↓↓↓
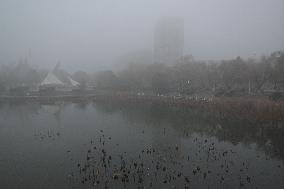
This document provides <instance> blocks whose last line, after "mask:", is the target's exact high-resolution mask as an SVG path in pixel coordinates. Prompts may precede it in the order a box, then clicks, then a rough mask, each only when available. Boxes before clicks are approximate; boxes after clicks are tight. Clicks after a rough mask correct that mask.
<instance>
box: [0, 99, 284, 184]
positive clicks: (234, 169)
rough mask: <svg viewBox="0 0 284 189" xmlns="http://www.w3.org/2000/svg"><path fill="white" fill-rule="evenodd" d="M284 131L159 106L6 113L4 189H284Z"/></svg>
mask: <svg viewBox="0 0 284 189" xmlns="http://www.w3.org/2000/svg"><path fill="white" fill-rule="evenodd" d="M283 160H284V126H283V123H275V122H273V123H271V124H267V123H266V124H262V125H259V124H256V123H255V124H253V123H247V121H244V120H232V119H228V120H224V119H222V120H218V119H214V118H212V117H211V116H210V115H208V114H207V113H206V110H203V111H199V110H194V109H190V108H184V107H183V108H182V107H167V106H163V105H158V104H151V103H145V104H130V103H128V104H125V103H102V102H101V103H98V102H97V103H94V102H80V103H70V102H57V103H52V104H40V103H16V104H15V103H14V104H11V103H10V104H7V103H6V104H1V105H0V188H1V189H6V188H7V189H13V188H15V189H16V188H17V189H21V188H27V189H33V188H35V189H38V188H43V189H45V188H46V189H55V188H60V189H64V188H270V189H272V188H279V189H280V188H281V189H282V188H284V164H283V162H284V161H283Z"/></svg>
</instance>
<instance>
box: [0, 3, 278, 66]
mask: <svg viewBox="0 0 284 189" xmlns="http://www.w3.org/2000/svg"><path fill="white" fill-rule="evenodd" d="M171 16H175V17H176V16H178V17H181V18H183V19H184V26H185V31H184V34H185V42H184V44H185V49H184V54H192V55H193V56H194V57H195V58H196V59H201V60H208V59H213V60H219V59H226V58H234V57H236V56H241V57H244V58H248V57H254V56H260V55H262V54H269V53H271V52H273V51H276V50H282V49H283V48H284V19H283V18H284V1H283V0H238V1H237V0H215V1H212V0H48V1H43V0H25V1H19V0H1V1H0V64H12V63H14V62H17V61H18V60H19V59H20V58H24V57H26V56H29V57H30V63H31V64H32V65H34V66H38V67H46V68H51V67H53V66H54V65H55V64H56V62H57V61H60V62H61V63H62V65H63V67H64V69H66V70H69V71H74V70H78V69H79V70H86V71H95V70H102V69H110V68H115V66H116V64H117V63H116V60H117V58H118V57H119V56H121V55H123V54H125V53H128V52H132V51H137V50H139V49H147V50H152V48H153V30H154V27H155V24H156V23H157V21H158V20H159V19H161V18H163V17H171Z"/></svg>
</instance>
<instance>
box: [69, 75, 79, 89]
mask: <svg viewBox="0 0 284 189" xmlns="http://www.w3.org/2000/svg"><path fill="white" fill-rule="evenodd" d="M69 80H70V83H71V85H72V86H73V87H77V86H79V85H80V83H78V82H77V81H75V80H73V79H72V78H71V77H69Z"/></svg>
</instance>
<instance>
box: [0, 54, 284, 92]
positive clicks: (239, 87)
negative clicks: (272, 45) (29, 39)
mask: <svg viewBox="0 0 284 189" xmlns="http://www.w3.org/2000/svg"><path fill="white" fill-rule="evenodd" d="M126 64H128V65H127V66H126V67H125V68H124V69H122V70H120V71H117V72H114V71H111V70H106V71H96V70H93V71H89V72H88V73H87V72H85V71H76V72H74V73H73V74H69V73H67V72H66V71H64V70H63V69H59V70H56V73H55V74H56V75H57V77H58V78H60V79H61V80H64V78H66V77H71V78H72V79H74V80H75V81H77V82H79V83H80V85H81V88H86V86H94V87H95V88H96V89H98V90H105V91H111V92H126V93H134V94H137V93H140V92H141V93H147V94H163V95H166V94H180V95H199V94H210V95H212V94H214V95H215V96H236V95H247V94H262V93H263V92H264V91H265V90H275V91H281V90H283V86H284V52H283V51H277V52H274V53H272V54H271V55H270V56H263V57H261V58H259V59H247V60H244V59H242V58H241V57H237V58H235V59H231V60H223V61H214V62H213V61H196V60H194V59H193V58H192V57H184V58H183V59H182V60H180V61H179V62H178V63H173V64H171V65H165V64H158V63H151V62H145V63H144V64H143V63H139V64H136V63H128V62H127V63H126ZM47 74H48V70H44V69H36V68H33V67H32V66H30V64H29V63H28V62H27V61H26V60H25V61H19V63H18V64H14V65H2V66H1V68H0V91H1V92H2V93H3V92H7V91H9V90H10V89H11V88H14V87H20V86H21V87H23V86H25V87H27V88H29V89H31V88H36V87H37V86H38V85H39V84H40V83H41V82H42V80H43V79H44V78H45V77H46V75H47Z"/></svg>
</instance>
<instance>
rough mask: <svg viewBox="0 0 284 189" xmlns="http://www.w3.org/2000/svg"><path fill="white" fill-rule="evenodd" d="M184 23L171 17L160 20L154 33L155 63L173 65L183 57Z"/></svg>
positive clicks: (176, 18) (183, 40) (153, 54)
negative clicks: (170, 17) (169, 17)
mask: <svg viewBox="0 0 284 189" xmlns="http://www.w3.org/2000/svg"><path fill="white" fill-rule="evenodd" d="M183 48H184V22H183V19H181V18H176V17H171V18H164V19H162V20H160V21H159V22H158V23H157V25H156V28H155V32H154V49H153V61H154V62H156V63H164V64H173V63H175V62H177V61H178V60H180V58H182V56H183Z"/></svg>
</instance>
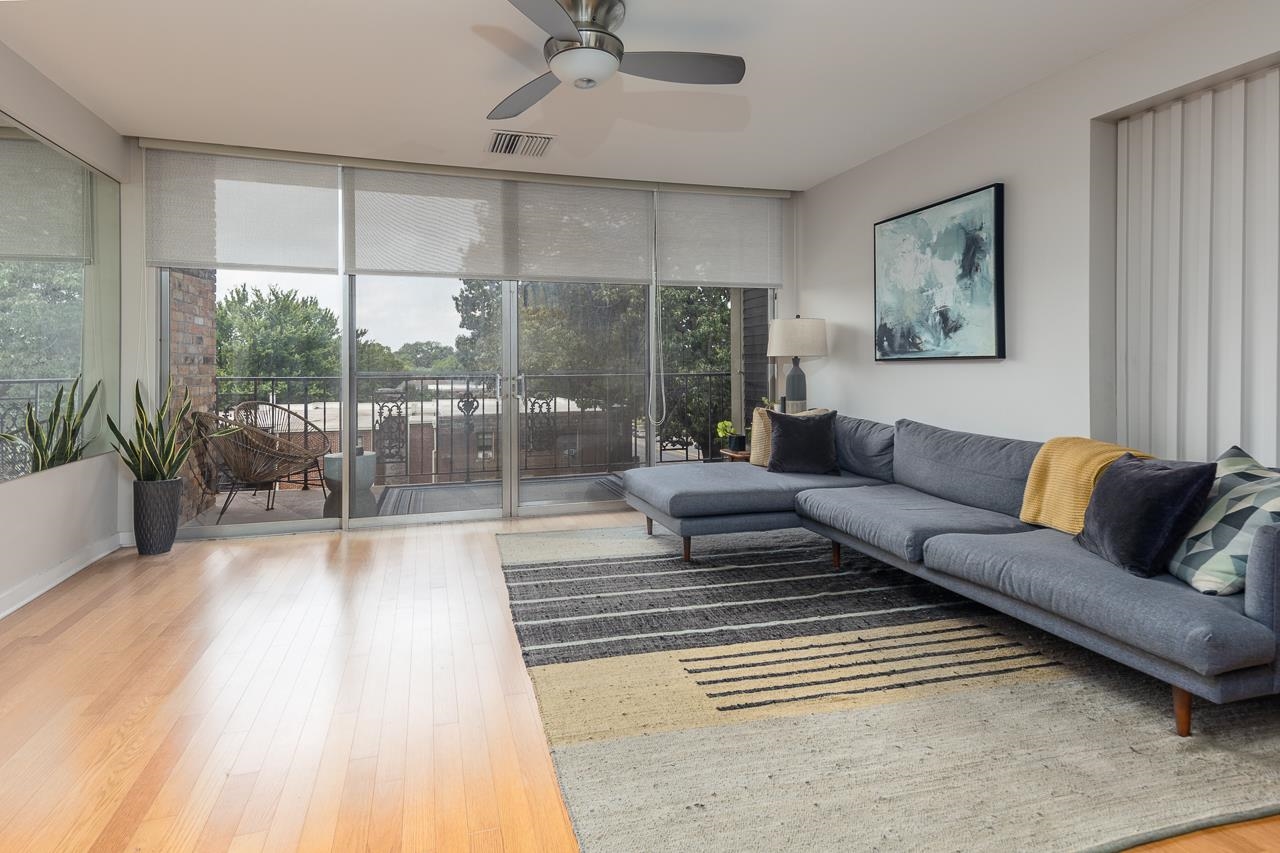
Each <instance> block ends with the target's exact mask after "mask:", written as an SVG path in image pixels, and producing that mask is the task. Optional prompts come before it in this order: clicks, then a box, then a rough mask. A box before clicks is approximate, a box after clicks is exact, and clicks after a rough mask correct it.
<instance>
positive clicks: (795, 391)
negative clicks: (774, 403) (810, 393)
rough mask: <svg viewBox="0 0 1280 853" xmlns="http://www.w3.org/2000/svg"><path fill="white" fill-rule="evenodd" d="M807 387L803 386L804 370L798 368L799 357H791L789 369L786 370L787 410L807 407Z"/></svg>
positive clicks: (804, 379)
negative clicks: (786, 378) (790, 364)
mask: <svg viewBox="0 0 1280 853" xmlns="http://www.w3.org/2000/svg"><path fill="white" fill-rule="evenodd" d="M808 397H809V389H808V388H806V387H805V378H804V370H801V369H800V359H799V357H795V359H791V370H788V371H787V411H788V412H796V411H804V410H805V409H808V407H809V402H808Z"/></svg>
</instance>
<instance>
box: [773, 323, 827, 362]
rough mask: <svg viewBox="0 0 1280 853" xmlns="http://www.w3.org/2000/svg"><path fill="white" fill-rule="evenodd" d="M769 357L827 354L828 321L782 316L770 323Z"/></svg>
mask: <svg viewBox="0 0 1280 853" xmlns="http://www.w3.org/2000/svg"><path fill="white" fill-rule="evenodd" d="M768 355H769V357H771V359H791V357H794V356H800V357H801V359H808V357H815V356H824V355H827V321H826V320H812V319H805V318H799V316H797V318H781V319H777V320H773V321H772V323H769V353H768Z"/></svg>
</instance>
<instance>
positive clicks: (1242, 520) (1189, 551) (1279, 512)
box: [1169, 447, 1280, 596]
mask: <svg viewBox="0 0 1280 853" xmlns="http://www.w3.org/2000/svg"><path fill="white" fill-rule="evenodd" d="M1276 523H1280V473H1276V471H1272V470H1271V469H1268V467H1266V466H1265V465H1263V464H1262V462H1260V461H1257V460H1256V459H1253V457H1252V456H1249V455H1248V453H1245V452H1244V451H1242V450H1240V448H1239V447H1233V448H1231V450H1229V451H1226V452H1225V453H1222V455H1221V456H1219V457H1217V479H1216V480H1215V482H1213V488H1212V489H1211V491H1210V493H1208V508H1207V510H1206V511H1204V517H1202V519H1201V520H1199V521H1198V523H1197V524H1196V526H1194V528H1192V532H1190V534H1188V537H1187V540H1185V542H1183V544H1181V546H1180V547H1179V548H1178V552H1176V553H1175V555H1174V560H1172V562H1171V564H1170V565H1169V571H1170V573H1172V574H1174V575H1175V576H1178V578H1180V579H1181V580H1184V581H1187V583H1189V584H1190V585H1192V587H1194V588H1196V589H1198V590H1201V592H1202V593H1207V594H1210V596H1230V594H1233V593H1238V592H1243V590H1244V567H1245V564H1247V562H1248V560H1249V549H1251V548H1252V547H1253V535H1254V534H1256V533H1257V530H1258V528H1262V526H1266V525H1268V524H1276Z"/></svg>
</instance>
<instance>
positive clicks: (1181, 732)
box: [1174, 686, 1192, 738]
mask: <svg viewBox="0 0 1280 853" xmlns="http://www.w3.org/2000/svg"><path fill="white" fill-rule="evenodd" d="M1174 725H1175V727H1176V729H1178V736H1179V738H1187V736H1189V735H1190V733H1192V694H1190V693H1188V692H1187V690H1184V689H1181V688H1179V686H1175V688H1174Z"/></svg>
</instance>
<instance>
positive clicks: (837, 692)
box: [716, 661, 1062, 711]
mask: <svg viewBox="0 0 1280 853" xmlns="http://www.w3.org/2000/svg"><path fill="white" fill-rule="evenodd" d="M1050 666H1062V665H1061V663H1059V662H1057V661H1046V662H1043V663H1028V665H1027V666H1011V667H1007V669H1002V670H987V671H984V672H961V674H959V675H940V676H938V678H933V679H919V680H916V681H902V683H897V684H882V685H878V686H869V688H856V689H852V690H828V692H826V693H812V694H809V695H795V697H786V698H781V699H760V701H758V702H741V703H737V704H726V706H718V707H717V708H716V710H717V711H746V710H749V708H763V707H767V706H771V704H787V703H791V702H812V701H813V699H827V698H832V697H837V695H860V694H863V693H882V692H884V690H904V689H906V688H914V686H924V685H928V684H946V683H947V681H966V680H970V679H987V678H992V676H996V675H1009V674H1011V672H1024V671H1027V670H1041V669H1044V667H1050Z"/></svg>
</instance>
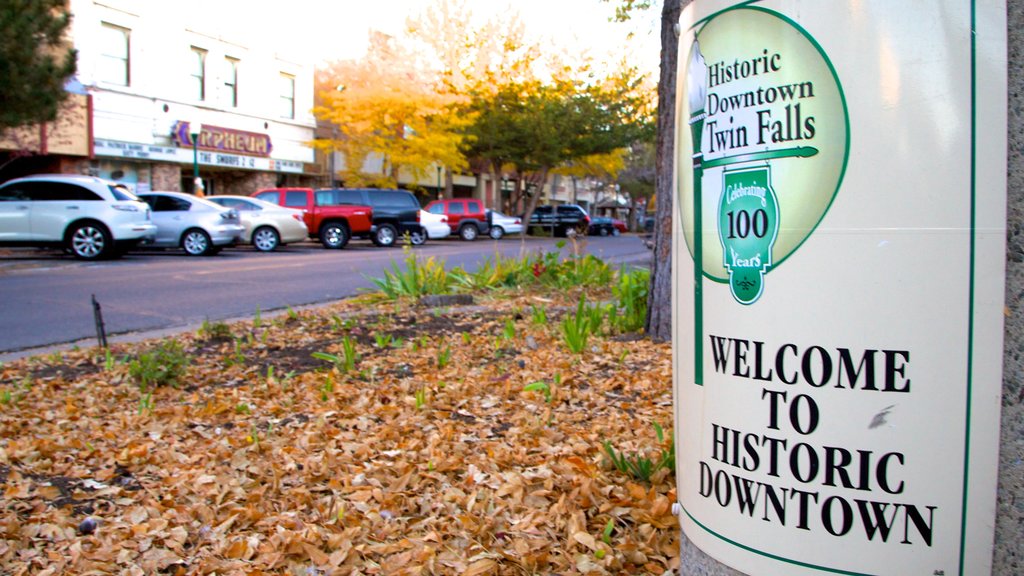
↑↑↑
• **DIRECTIVE**:
Copy out the records above verbatim, from their start up to and including the line that contains "131L159 106L6 113L4", and leave the pictures out.

• **RESPONSE TO THE EXERCISE**:
This document provides <instance> blocks whose last line, after "mask:", is the target's exact high-resolution mask as an SVG path in pixel coordinates. Prompts may precede it in the order a box, then clicks, then a rough mask, each only when available. Boxes before clicks are approximate; boxes after clicks are tight. Clicks after a rough mask correct that mask.
<instance>
box: [0, 99, 284, 184]
positive clicks: (234, 169)
rough mask: <svg viewBox="0 0 284 189" xmlns="http://www.w3.org/2000/svg"><path fill="white" fill-rule="evenodd" d="M284 131L159 106L6 113L4 189H284Z"/></svg>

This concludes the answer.